--- START Given records ---
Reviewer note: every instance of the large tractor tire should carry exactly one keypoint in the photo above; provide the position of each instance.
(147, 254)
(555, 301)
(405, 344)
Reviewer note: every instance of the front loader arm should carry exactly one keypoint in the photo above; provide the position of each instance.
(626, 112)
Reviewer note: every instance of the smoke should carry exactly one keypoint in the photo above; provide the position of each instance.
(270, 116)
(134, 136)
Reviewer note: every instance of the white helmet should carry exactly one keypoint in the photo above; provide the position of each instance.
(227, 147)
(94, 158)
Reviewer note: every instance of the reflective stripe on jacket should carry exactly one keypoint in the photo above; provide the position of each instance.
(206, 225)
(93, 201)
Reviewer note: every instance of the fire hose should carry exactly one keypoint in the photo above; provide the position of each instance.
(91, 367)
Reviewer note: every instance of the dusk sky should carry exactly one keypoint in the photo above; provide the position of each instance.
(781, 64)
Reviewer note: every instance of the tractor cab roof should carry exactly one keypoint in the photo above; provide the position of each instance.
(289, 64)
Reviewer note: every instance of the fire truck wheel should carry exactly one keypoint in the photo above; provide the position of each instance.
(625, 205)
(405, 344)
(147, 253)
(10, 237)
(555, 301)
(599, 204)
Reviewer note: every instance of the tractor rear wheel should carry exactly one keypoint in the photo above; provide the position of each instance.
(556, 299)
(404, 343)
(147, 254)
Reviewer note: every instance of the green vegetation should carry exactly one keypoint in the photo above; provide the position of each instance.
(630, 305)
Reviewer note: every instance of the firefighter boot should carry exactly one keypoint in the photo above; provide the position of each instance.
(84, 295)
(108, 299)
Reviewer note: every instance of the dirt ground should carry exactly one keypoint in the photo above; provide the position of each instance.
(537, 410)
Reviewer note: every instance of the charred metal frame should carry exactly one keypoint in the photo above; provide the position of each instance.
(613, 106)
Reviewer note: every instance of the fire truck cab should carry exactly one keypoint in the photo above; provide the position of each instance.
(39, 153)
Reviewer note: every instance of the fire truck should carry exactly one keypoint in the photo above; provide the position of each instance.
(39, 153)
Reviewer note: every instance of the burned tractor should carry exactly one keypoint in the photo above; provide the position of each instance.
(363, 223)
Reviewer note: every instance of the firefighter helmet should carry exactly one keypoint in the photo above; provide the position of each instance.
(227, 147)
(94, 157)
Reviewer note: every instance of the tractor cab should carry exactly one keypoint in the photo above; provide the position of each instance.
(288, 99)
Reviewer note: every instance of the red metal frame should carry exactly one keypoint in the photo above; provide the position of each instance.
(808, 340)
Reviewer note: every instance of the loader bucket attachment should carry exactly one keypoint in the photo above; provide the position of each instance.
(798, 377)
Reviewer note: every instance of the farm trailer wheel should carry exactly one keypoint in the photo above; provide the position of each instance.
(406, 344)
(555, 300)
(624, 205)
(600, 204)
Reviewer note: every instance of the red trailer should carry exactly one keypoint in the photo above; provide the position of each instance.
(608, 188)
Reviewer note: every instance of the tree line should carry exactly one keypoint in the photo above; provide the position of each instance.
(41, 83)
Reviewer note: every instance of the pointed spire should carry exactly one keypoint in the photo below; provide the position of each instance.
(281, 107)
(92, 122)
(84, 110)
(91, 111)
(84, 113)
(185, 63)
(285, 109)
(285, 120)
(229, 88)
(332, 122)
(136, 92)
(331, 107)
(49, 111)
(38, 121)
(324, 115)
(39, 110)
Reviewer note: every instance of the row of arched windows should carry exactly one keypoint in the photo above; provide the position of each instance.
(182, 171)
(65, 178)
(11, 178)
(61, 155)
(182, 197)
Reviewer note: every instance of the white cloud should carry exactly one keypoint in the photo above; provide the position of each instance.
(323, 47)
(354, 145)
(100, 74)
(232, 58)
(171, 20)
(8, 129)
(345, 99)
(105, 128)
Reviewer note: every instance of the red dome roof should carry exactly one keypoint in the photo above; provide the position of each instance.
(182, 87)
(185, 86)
--- END Given records ---
» **Set exercise**
From the line with "Reviewer note: every instance of the pointed" through the end of the data, shift every coordinate in the point answers by adding 133 to each number, and reproduce those lines with the request lines left unchanged.

» **Response**
Reviewer note: every instance of the pointed spire should carry exactly one keypoint in the photo below; provide the position of each instance.
(414, 240)
(225, 255)
(217, 243)
(224, 244)
(217, 246)
(318, 196)
(418, 242)
(418, 253)
(362, 221)
(465, 255)
(269, 225)
(464, 240)
(182, 244)
(171, 254)
(457, 248)
(172, 243)
Reviewer note: every instance of the row of arched windows should carry exactly one keypoint in the photo above; provide the position of each instance.
(315, 304)
(198, 311)
(144, 311)
(194, 288)
(315, 330)
Reviewer note: every instance of the white cloud should carry exactly one keypoint in the photo above; provide the position of each instance.
(456, 180)
(487, 278)
(233, 207)
(365, 191)
(304, 153)
(141, 262)
(478, 232)
(238, 261)
Reviewer note: every instance of the red dome roof should carry exactly one keypoint in the photo above; provide the position of each instance.
(315, 220)
(318, 219)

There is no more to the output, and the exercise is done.